▶ **PROBLEM TO WORK ON**:
Write out word for word the lines of the material below, starting at the line that contains "In this exercise you will mark the kitchen equipment" and ending with the last line of the material.

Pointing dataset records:
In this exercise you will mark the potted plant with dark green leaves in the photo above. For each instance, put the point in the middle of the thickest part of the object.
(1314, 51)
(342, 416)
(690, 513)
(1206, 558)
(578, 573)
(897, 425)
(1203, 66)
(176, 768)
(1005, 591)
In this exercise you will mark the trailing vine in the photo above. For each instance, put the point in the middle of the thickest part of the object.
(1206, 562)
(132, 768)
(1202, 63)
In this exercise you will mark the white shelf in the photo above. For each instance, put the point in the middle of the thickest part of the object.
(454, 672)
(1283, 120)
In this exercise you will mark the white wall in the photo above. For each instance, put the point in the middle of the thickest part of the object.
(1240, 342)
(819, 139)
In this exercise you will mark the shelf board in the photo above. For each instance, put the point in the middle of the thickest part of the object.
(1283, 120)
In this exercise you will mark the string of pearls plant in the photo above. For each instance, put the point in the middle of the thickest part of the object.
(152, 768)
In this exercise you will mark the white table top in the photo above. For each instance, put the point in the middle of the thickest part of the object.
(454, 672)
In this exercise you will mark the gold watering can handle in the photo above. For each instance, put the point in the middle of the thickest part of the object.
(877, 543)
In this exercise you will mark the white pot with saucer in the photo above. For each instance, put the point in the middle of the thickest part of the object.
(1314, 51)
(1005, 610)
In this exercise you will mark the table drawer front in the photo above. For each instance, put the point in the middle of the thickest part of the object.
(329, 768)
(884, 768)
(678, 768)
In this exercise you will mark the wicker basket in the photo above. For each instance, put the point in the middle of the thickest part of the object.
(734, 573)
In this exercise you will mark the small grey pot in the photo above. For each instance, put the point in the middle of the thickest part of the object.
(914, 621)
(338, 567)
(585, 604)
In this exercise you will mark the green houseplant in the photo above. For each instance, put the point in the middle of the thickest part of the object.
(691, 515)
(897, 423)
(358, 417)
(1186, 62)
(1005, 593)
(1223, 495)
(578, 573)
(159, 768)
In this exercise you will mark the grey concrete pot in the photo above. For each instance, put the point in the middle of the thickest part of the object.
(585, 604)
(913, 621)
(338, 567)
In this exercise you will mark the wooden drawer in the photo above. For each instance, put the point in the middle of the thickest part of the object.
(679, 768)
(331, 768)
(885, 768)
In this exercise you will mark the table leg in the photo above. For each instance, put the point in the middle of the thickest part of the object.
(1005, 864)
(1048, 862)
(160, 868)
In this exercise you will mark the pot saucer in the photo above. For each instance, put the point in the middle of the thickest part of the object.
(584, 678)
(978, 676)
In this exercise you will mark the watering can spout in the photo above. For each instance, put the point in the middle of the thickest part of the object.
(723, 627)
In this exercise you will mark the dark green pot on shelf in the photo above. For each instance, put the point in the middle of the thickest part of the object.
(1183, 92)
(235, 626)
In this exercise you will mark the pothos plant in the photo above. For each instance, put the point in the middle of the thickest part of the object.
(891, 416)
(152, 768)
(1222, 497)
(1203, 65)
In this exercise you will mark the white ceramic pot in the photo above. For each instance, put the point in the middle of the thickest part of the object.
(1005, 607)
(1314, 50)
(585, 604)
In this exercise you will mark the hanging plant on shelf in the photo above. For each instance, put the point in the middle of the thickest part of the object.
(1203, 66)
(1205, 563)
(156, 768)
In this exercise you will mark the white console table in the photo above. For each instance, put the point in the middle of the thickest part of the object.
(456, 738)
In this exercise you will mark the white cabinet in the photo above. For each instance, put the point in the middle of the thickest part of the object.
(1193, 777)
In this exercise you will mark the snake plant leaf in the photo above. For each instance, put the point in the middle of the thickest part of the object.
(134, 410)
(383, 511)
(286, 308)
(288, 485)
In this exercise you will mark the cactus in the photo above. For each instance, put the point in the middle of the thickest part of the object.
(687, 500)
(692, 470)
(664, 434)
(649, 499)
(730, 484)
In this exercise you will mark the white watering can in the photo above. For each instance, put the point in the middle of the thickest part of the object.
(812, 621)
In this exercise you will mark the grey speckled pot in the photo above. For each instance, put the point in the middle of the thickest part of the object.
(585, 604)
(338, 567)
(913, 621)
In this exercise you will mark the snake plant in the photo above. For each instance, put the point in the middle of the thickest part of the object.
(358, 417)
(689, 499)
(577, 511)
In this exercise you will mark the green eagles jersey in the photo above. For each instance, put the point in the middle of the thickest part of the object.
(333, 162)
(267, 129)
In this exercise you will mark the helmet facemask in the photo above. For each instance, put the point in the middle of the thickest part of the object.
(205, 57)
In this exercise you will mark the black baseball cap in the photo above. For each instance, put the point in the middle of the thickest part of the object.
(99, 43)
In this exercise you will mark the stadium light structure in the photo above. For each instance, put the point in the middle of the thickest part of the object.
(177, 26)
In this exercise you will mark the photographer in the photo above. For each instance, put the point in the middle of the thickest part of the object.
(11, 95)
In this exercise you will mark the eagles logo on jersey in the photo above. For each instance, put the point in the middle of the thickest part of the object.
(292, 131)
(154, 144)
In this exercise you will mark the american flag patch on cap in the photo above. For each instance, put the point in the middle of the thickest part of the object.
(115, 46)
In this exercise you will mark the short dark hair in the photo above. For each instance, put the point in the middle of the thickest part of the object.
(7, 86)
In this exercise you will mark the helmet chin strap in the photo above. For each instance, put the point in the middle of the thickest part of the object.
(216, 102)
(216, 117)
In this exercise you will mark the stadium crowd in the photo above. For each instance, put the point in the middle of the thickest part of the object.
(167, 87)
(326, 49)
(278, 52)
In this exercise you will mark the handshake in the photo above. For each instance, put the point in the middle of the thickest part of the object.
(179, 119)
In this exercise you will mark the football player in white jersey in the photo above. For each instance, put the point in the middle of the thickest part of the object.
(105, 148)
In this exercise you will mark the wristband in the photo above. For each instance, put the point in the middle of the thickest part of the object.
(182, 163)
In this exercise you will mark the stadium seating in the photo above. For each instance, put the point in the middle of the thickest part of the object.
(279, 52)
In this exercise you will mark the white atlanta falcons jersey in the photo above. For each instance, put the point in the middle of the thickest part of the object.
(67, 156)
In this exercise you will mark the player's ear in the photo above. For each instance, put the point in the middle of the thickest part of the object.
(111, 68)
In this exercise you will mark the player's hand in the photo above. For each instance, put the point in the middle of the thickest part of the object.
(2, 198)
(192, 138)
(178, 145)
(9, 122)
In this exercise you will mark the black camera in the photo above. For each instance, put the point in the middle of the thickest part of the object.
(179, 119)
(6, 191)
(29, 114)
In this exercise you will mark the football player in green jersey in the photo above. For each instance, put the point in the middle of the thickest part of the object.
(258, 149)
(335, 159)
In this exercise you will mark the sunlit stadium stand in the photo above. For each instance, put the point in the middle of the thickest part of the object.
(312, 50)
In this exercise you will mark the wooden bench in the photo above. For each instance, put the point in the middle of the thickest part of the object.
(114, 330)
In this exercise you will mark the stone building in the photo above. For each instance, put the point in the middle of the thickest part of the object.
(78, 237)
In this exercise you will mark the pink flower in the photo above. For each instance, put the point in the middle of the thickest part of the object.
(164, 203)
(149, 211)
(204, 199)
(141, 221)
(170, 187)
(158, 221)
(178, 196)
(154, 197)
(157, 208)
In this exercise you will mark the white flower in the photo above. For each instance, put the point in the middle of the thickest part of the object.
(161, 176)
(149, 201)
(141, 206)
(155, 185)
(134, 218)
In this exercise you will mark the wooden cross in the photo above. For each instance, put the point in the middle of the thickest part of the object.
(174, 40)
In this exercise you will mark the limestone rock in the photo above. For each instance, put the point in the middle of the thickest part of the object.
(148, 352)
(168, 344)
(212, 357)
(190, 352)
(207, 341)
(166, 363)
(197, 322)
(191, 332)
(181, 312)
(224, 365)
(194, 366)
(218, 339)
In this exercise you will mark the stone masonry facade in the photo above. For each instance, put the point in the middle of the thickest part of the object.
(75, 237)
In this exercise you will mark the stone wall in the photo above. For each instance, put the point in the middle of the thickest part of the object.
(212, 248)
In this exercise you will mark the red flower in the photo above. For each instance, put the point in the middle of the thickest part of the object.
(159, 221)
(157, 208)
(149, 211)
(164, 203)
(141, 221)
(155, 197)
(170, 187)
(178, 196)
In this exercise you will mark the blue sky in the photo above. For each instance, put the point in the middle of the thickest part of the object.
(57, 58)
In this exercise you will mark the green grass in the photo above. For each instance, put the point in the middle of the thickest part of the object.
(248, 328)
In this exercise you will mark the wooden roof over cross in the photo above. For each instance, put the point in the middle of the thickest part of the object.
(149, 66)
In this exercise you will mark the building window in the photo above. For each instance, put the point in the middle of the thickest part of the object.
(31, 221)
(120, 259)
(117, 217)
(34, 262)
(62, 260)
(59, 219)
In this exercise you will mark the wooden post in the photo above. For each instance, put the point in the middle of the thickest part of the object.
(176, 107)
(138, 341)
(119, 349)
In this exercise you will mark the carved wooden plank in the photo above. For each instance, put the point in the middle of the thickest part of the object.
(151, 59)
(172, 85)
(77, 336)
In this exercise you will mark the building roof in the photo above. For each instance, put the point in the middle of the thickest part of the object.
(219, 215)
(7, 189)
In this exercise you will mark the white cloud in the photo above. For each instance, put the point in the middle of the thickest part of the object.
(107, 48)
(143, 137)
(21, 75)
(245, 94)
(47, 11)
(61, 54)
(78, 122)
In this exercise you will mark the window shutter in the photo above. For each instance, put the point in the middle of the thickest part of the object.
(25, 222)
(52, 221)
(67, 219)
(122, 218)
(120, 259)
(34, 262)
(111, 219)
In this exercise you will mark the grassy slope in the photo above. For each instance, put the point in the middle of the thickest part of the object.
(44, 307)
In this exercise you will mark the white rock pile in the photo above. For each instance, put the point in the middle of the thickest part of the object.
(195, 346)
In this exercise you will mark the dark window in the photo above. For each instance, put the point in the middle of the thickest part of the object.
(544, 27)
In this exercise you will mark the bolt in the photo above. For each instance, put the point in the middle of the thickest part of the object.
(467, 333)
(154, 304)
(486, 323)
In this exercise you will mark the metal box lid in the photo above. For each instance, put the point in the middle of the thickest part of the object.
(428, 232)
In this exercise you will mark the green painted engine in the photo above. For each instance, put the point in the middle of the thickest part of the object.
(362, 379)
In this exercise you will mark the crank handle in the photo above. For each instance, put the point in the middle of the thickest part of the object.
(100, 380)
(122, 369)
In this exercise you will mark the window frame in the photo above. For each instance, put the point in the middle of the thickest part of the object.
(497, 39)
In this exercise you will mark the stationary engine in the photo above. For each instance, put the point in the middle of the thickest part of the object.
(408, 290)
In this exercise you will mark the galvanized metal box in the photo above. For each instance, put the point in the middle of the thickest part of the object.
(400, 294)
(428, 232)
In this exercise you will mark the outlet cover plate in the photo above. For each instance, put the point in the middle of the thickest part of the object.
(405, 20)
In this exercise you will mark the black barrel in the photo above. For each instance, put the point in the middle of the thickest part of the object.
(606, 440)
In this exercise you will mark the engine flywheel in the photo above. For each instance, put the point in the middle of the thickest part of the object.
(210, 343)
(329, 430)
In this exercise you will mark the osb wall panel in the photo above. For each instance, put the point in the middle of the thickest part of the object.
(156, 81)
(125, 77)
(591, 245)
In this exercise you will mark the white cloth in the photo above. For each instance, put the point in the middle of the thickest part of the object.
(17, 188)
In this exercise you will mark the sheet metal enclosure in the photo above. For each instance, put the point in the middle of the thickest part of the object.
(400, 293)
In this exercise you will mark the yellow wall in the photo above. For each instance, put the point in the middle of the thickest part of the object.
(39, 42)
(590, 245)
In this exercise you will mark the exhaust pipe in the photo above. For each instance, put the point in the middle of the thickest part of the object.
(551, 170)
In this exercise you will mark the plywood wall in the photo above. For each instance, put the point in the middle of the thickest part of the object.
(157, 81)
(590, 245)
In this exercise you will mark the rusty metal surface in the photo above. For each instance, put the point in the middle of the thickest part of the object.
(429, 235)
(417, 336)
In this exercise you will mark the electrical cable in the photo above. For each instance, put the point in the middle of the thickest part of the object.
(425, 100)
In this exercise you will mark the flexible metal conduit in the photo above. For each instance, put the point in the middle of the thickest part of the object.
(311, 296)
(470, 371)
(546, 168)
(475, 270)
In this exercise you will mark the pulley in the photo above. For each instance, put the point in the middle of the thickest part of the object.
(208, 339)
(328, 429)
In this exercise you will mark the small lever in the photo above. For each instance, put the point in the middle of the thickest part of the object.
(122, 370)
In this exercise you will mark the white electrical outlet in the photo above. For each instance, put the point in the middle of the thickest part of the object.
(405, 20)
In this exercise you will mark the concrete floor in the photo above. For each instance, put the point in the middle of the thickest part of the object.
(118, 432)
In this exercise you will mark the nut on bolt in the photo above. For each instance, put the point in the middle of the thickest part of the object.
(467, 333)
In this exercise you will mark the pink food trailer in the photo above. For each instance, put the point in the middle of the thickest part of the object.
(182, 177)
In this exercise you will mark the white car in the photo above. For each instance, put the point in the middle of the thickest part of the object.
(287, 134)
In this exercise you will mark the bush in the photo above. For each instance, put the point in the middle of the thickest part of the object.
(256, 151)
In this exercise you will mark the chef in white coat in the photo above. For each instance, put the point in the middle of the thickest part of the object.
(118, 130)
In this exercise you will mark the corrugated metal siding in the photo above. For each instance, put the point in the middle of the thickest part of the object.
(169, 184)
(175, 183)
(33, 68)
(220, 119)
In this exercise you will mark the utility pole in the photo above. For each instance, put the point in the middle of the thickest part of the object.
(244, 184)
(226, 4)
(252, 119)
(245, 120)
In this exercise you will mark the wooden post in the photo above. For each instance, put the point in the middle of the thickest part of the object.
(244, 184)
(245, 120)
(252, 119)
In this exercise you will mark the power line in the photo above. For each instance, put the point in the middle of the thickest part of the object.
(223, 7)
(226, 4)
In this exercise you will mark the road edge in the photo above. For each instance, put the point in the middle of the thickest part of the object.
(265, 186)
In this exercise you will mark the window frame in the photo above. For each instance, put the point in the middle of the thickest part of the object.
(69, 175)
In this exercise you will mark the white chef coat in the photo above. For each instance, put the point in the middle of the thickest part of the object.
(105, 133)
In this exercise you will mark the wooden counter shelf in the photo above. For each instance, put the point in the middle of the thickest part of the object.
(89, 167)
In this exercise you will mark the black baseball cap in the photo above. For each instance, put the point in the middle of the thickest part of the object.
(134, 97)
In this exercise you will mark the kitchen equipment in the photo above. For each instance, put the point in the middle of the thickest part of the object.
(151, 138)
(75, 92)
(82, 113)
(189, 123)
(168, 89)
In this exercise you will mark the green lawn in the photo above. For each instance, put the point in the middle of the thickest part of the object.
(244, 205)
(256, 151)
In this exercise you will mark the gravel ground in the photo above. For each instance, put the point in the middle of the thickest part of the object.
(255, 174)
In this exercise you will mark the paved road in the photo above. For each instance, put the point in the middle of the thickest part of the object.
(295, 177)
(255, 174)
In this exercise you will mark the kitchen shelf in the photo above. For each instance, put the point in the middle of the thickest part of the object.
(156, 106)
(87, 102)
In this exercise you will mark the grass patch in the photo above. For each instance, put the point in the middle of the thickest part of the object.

▶ **THE SOLUTION**:
In this exercise you will mark the kitchen equipment in the photo above. For each instance, put the point in the middle of the thickest part of the object.
(151, 138)
(75, 92)
(82, 113)
(189, 123)
(168, 89)
In this exercise you will mark the green lawn in the photo above. For each instance, put the point in the middle of the thickest part of the object.
(244, 205)
(256, 151)
In this exercise you will mark the gravel ground in the photo above. For each instance, put the point in the middle of the thickest part of the object.
(255, 174)
In this exercise you will mark the paved road in the photo above. For each instance, put the point in the middle of the thickest part of the object.
(295, 177)
(255, 174)
In this exercise you will mark the kitchen shelf in the photo above. For each instance, put the point in the middle of the thickest part of the object.
(156, 106)
(87, 102)
In this exercise you will mark the grass patch in the photo above. For each instance, put the point in the middle of the thickest part of the object.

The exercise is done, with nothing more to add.